== Supplied data ==
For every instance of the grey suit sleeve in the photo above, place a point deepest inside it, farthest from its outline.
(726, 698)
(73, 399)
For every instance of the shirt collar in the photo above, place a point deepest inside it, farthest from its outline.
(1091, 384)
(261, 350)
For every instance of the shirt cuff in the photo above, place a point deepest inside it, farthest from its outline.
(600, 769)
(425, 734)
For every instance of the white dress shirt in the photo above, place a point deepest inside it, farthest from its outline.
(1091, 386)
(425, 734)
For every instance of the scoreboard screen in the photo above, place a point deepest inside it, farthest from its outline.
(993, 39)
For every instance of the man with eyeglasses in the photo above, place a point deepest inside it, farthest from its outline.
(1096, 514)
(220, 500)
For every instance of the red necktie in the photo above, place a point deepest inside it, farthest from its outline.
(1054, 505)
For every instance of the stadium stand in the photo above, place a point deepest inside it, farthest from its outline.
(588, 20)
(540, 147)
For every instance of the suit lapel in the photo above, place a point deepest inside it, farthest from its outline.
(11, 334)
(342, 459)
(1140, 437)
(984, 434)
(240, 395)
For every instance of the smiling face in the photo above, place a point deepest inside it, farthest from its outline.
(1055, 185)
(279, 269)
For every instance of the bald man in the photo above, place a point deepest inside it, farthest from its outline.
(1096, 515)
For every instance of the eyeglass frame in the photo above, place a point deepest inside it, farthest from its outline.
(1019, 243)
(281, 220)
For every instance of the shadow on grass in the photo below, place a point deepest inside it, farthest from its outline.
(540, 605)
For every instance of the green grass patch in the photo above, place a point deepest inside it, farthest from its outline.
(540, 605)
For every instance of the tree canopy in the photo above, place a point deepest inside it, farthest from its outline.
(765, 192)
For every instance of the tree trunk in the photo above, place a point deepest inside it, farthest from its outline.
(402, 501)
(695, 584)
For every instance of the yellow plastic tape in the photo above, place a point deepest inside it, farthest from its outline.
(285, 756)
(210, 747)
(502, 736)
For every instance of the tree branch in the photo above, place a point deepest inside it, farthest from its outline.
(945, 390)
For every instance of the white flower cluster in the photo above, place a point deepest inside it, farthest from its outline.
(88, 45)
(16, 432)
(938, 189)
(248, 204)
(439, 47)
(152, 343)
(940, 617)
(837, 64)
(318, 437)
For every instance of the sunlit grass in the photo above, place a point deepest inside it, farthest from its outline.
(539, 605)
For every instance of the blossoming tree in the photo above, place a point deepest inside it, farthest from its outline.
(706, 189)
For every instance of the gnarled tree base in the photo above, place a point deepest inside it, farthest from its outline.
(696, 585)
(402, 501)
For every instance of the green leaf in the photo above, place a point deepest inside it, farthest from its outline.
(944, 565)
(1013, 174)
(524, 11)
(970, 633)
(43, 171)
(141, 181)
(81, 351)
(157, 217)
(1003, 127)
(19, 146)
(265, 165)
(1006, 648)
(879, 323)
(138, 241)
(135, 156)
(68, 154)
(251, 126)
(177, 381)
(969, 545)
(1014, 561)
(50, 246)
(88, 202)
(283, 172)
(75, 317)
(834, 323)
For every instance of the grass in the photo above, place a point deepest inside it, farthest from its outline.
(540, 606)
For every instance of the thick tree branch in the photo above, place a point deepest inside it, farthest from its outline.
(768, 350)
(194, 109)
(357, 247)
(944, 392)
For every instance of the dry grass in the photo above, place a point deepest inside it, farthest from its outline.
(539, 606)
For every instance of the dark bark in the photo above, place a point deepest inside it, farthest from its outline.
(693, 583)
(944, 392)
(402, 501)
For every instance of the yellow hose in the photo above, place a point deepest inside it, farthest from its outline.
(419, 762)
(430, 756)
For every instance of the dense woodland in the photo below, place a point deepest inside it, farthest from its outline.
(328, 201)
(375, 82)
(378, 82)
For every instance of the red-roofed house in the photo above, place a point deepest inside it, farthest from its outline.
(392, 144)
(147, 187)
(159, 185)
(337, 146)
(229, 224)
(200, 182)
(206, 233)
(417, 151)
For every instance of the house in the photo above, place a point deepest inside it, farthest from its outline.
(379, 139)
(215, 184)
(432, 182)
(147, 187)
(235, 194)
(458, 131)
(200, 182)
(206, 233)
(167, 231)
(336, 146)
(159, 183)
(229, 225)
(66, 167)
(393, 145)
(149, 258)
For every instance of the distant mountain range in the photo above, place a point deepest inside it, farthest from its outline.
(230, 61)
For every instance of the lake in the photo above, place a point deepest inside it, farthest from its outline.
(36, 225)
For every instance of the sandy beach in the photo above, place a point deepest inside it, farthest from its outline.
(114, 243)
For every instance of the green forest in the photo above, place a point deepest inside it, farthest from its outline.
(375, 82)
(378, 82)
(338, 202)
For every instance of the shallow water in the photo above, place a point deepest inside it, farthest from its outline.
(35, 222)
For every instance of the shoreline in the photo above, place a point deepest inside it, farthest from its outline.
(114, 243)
===
• What the exercise asks
Repeat the listing in full, keeping every line exactly as it is.

• Task response
For every instance of the grey suit sleeve in the photo above, place a point deepest inside it, farthest from its outline.
(726, 698)
(73, 399)
For every instance of the shirt collar in the photo above, place a point deepest inside it, farthest from its outline.
(1091, 384)
(261, 350)
For every instance of the shirt cuff in the photo above, place a point deepest inside it, farthest from its outline.
(600, 769)
(425, 734)
For every instance of the white dress shirt in the photo above, place a point deepest inside it, farthest from its outline.
(1091, 386)
(425, 734)
For every instance of the scoreboard screen in the photo above, place a point deepest inside it, farthest from its outline.
(993, 39)
For every instance of the man with eyeglasses in the photo above, place a point deepest inside it, farthest from its outline.
(1096, 514)
(220, 500)
For every instance of the red necktie in the photo above, place a point deepest inside it, farthest from its outline.
(1054, 505)
For every instance of the stadium stand in the photo above, place a point deepest inside it, farthest from its outline.
(588, 20)
(540, 147)
For every instance of the suit lapel in the photo above, place a point deepest inside it, farthest from its outline.
(11, 334)
(342, 459)
(1140, 437)
(984, 434)
(240, 395)
For every instance of the smiling face in the photo above, place a point deepest inside it, farthest from its outline.
(1055, 185)
(279, 269)
For every instance of the bald man in the photo above, place a point deepest inside it, farthest from its outline.
(1096, 515)
For every instance of the eyeglass frame in the photo above, place a point deepest inside it, farthest from its outline.
(1019, 243)
(281, 220)
For every instance of the shadow on grass in the photo below, place a point deepest inside it, farthest from its outline.
(540, 605)
For every instance of the green grass patch in the photo above, place a point deepest inside it, farthest from its outline.
(540, 605)
For every instance of the tree canopy in the photo above, place a point deepest inside it, farthest from its outline.
(765, 192)
For every instance of the tree trunk in the photo above, place a point deepest inside it, farthest from its outline.
(402, 501)
(695, 584)
For every instance of the yellow plastic tape in the photo above, place a point deepest inside it, farthest from its outline.
(285, 756)
(210, 747)
(502, 736)
For every instance of the tree branch in the photo above, place a point deepest inside it, farthest from its outline.
(945, 390)
For every instance of the white flower cluster in the photo above, place a point deepest inside it, farthest from its outline.
(88, 45)
(16, 432)
(938, 189)
(248, 204)
(439, 47)
(152, 343)
(940, 617)
(837, 64)
(318, 437)
For every instance of the sunlit grass in the photo above, place a point deepest inside it, farthest from its outline.
(539, 605)
For every instance of the blossoming tree in the photo above, place a point deepest inside it, farthest from its outline.
(706, 189)
For every instance of the gnarled tree base in the photo above, place a point deepest inside it, farthest from its outline.
(696, 585)
(402, 501)
For every instance of the green leaf in the photo above, place a point deepest inside it, farthest from its outline.
(944, 565)
(1013, 174)
(524, 11)
(970, 633)
(43, 171)
(141, 181)
(81, 351)
(157, 217)
(1003, 127)
(19, 146)
(265, 165)
(1006, 648)
(879, 323)
(138, 241)
(135, 156)
(68, 154)
(251, 126)
(177, 381)
(969, 545)
(1014, 561)
(50, 246)
(88, 202)
(283, 172)
(75, 317)
(834, 323)
For every instance of the grass in the photo above, place a point deepest inside it, farthest from its outline.
(540, 606)
For every instance of the thick tree branch in the photo above, place a point deepest inside it, farthest from its outline.
(768, 350)
(194, 109)
(357, 247)
(944, 392)
For every instance of the dry grass in the photo above, place a point deepest inside it, farthest from its outline.
(539, 606)
For every instance of the dark bark in the photo above, place a point deepest inside it, farthest from its outline.
(693, 583)
(944, 392)
(402, 501)
For every instance of the yellow hose in the photo above, place a point deepest inside it, farthest from its outline.
(419, 762)
(430, 756)
For every instance of the dense woodland in the photo below, place a point deepest inside it, farthest from its outline.
(328, 201)
(375, 82)
(378, 82)
For every instance of the red-roofed house in the photo above, place a point deepest inside it, farthest from its outline.
(392, 144)
(147, 187)
(159, 185)
(337, 146)
(229, 224)
(200, 182)
(206, 233)
(417, 151)
For every instance of the house in the photo above, place a point deepest inside it, farthest from its outline.
(379, 139)
(215, 184)
(432, 182)
(147, 187)
(235, 194)
(458, 131)
(200, 182)
(206, 233)
(167, 231)
(336, 146)
(159, 183)
(229, 225)
(66, 167)
(393, 145)
(149, 258)
For every instance of the distant mountain range in the photo above, place a point deepest inside it, farthest from its outline.
(230, 61)
For every instance of the lake in the photo above, place a point deepest inside it, farthest from its outline.
(36, 225)
For every instance of the sandy beach in the photo above, place a point deepest inside it, farthest from its outline.
(114, 243)
For every instance of the green forest in the photo above, place a point deepest inside it, farthest from its outline.
(375, 82)
(378, 82)
(338, 202)
For every instance of the shallow water in the photo above, place a point deepest inside it, farthest from its outline.
(35, 222)
For every instance of the shoreline in the photo above, place a point deepest inside it, farthest from its outline.
(114, 243)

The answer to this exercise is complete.